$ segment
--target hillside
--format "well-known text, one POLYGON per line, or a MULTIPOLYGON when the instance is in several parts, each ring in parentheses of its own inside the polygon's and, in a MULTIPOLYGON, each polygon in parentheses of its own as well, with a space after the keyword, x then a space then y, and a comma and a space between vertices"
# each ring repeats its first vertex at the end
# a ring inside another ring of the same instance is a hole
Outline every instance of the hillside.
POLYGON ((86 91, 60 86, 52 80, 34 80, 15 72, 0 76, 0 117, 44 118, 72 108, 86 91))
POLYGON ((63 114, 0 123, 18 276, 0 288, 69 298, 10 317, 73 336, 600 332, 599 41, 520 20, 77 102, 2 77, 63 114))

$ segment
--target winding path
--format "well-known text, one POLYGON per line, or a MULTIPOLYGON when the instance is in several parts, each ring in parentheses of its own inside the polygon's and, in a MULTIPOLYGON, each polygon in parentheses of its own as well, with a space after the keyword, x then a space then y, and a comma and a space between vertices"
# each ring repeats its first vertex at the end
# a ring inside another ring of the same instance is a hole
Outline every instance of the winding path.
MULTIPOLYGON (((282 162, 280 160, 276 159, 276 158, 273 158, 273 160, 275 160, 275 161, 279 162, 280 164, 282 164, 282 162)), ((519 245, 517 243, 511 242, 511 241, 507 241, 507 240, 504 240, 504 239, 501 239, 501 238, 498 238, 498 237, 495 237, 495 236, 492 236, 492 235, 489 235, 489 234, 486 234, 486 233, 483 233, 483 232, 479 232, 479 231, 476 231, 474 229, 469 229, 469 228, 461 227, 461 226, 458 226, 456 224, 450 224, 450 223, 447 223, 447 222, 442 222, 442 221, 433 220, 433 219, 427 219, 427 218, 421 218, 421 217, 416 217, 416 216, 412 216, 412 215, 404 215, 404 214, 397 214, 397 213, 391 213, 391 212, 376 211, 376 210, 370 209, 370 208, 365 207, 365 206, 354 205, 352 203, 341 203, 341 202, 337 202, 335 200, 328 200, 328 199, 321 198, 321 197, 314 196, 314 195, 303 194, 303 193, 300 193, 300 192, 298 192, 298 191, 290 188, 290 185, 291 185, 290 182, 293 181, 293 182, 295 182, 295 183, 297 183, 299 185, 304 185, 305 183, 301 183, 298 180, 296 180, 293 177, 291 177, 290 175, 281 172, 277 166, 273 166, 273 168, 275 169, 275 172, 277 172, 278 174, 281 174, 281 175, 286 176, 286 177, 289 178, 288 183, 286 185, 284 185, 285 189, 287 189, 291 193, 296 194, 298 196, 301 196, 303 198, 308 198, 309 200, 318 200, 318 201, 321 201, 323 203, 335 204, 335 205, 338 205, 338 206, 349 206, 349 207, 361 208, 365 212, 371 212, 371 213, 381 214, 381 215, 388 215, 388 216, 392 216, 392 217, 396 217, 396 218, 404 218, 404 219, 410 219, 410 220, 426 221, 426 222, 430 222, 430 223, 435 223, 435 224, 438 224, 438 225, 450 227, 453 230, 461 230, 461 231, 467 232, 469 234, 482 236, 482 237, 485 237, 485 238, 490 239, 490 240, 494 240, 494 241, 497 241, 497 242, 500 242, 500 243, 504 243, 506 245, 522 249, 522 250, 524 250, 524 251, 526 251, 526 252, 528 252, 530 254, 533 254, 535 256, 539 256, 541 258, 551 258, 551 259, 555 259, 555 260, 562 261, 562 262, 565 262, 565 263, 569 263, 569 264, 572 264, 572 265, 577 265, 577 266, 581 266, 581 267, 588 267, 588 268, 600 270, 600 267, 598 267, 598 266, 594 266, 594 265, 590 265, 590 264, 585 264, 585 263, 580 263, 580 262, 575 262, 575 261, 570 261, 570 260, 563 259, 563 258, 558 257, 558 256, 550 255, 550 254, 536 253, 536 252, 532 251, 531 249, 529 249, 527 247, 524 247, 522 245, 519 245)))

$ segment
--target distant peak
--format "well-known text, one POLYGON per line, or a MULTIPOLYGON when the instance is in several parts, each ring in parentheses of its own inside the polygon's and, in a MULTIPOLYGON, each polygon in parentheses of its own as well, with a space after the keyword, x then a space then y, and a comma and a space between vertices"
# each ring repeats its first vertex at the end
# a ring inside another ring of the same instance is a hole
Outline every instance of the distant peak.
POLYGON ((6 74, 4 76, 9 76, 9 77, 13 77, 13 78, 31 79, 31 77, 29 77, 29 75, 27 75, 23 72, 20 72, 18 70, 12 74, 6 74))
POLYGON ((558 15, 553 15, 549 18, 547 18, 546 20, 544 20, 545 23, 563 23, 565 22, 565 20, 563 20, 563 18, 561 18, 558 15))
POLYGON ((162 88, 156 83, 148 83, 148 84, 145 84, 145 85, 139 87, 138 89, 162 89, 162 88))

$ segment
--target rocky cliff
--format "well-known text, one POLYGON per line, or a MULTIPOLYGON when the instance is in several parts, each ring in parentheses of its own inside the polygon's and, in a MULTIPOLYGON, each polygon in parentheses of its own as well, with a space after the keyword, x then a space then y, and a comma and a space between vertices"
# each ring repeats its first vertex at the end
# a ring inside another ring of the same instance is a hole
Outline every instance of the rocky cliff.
==========
Print the listing above verbatim, reproducing every line from the first to the last without any change.

$ segment
--target hillside
--format "well-known text, one POLYGON per line, or a MULTIPOLYGON when the instance is in several parts, each ring in parentheses of its own inside the polygon's and, in a MULTIPOLYGON, each polygon in parentheses of its own as well, with a space after the keyword, x then a space then y, and a comma and a space between vertices"
# each ring repeats its first vertex at the end
# a ring inside another ring of the same instance is a hole
Outline every instance of the hillside.
POLYGON ((86 91, 60 86, 52 80, 34 80, 15 72, 0 76, 0 117, 44 118, 72 108, 86 91))
POLYGON ((63 114, 0 123, 18 276, 0 288, 69 298, 10 317, 73 336, 600 332, 599 41, 520 20, 77 102, 2 77, 63 114))

$ segment
--target winding path
--format "well-known text, one POLYGON per line, or a MULTIPOLYGON when the instance is in several parts, each ring in parentheses of its own inside the polygon's and, in a MULTIPOLYGON, each polygon in parentheses of its own as well, with a space after the keyword, x then a space then y, and a comma and a space between vertices"
# each ring repeats its first vertex at the end
# a ring inside another ring of the same instance is a hole
Outline every instance of the winding path.
MULTIPOLYGON (((282 162, 280 160, 276 159, 276 158, 273 158, 273 160, 275 160, 275 161, 279 162, 280 164, 282 164, 282 162)), ((519 245, 517 243, 511 242, 511 241, 507 241, 507 240, 504 240, 504 239, 501 239, 501 238, 498 238, 498 237, 495 237, 495 236, 492 236, 492 235, 489 235, 489 234, 486 234, 486 233, 483 233, 483 232, 479 232, 479 231, 476 231, 474 229, 469 229, 469 228, 461 227, 461 226, 458 226, 456 224, 450 224, 450 223, 447 223, 447 222, 442 222, 442 221, 433 220, 433 219, 427 219, 427 218, 421 218, 421 217, 416 217, 416 216, 412 216, 412 215, 404 215, 404 214, 397 214, 397 213, 391 213, 391 212, 376 211, 376 210, 370 209, 370 208, 365 207, 365 206, 354 205, 352 203, 341 203, 341 202, 337 202, 335 200, 328 200, 328 199, 321 198, 321 197, 314 196, 314 195, 303 194, 303 193, 300 193, 300 192, 298 192, 298 191, 290 188, 290 185, 291 185, 290 182, 293 181, 293 182, 295 182, 295 183, 297 183, 299 185, 304 185, 305 183, 301 183, 298 180, 296 180, 293 177, 291 177, 290 175, 281 172, 277 166, 273 166, 273 168, 275 169, 275 172, 277 172, 278 174, 281 174, 281 175, 286 176, 286 177, 289 178, 288 183, 286 185, 284 185, 285 189, 287 189, 291 193, 296 194, 298 196, 301 196, 303 198, 308 198, 309 200, 318 200, 318 201, 321 201, 323 203, 335 204, 335 205, 338 205, 338 206, 349 206, 349 207, 361 208, 365 212, 371 212, 371 213, 381 214, 381 215, 388 215, 388 216, 392 216, 392 217, 396 217, 396 218, 404 218, 404 219, 410 219, 410 220, 426 221, 426 222, 430 222, 430 223, 435 223, 435 224, 438 224, 438 225, 450 227, 453 230, 461 230, 461 231, 467 232, 469 234, 482 236, 482 237, 485 237, 485 238, 490 239, 490 240, 494 240, 494 241, 497 241, 497 242, 500 242, 500 243, 504 243, 506 245, 522 249, 522 250, 524 250, 524 251, 526 251, 526 252, 528 252, 530 254, 533 254, 535 256, 539 256, 541 258, 551 258, 551 259, 555 259, 555 260, 562 261, 562 262, 565 262, 565 263, 569 263, 569 264, 572 264, 572 265, 577 265, 577 266, 581 266, 581 267, 588 267, 588 268, 600 270, 600 267, 598 267, 598 266, 594 266, 594 265, 590 265, 590 264, 585 264, 585 263, 580 263, 580 262, 575 262, 575 261, 570 261, 570 260, 563 259, 563 258, 558 257, 558 256, 550 255, 550 254, 536 253, 536 252, 532 251, 531 249, 529 249, 527 247, 524 247, 522 245, 519 245)))

$ segment
--target distant peak
--format "well-known text, one POLYGON per line, or a MULTIPOLYGON when the instance is in several parts, each ring in parentheses of its own inside the polygon's and, in a MULTIPOLYGON, each polygon in parentheses of its own as well, with a space after the keyword, x then a space then y, and a comma and a space between vertices"
# each ring repeats its first vertex at the end
# a ring inside another ring of the same instance is a hole
Outline every instance of the distant peak.
POLYGON ((6 74, 4 76, 9 76, 9 77, 13 77, 13 78, 31 79, 31 77, 29 77, 29 75, 27 75, 23 72, 20 72, 18 70, 12 74, 6 74))
POLYGON ((558 15, 553 15, 549 18, 547 18, 546 20, 544 20, 545 23, 563 23, 565 22, 565 20, 563 20, 563 18, 561 18, 558 15))
POLYGON ((162 88, 156 83, 148 83, 148 84, 145 84, 145 85, 139 87, 138 89, 162 89, 162 88))

$ segment
--target rocky cliff
--format "well-known text, one POLYGON per line, or a MULTIPOLYGON when the instance is in several parts, each ring in parentheses of its own inside the polygon's and, in a MULTIPOLYGON, each polygon in parentheses of its own as well, with a space after the keyword, x then a space then y, and a comma and a space between vertices"
# each ring repeats its first vertex at the end
# a ring inside another ring of the same instance is a hole
Outline every instance of the rocky cliff.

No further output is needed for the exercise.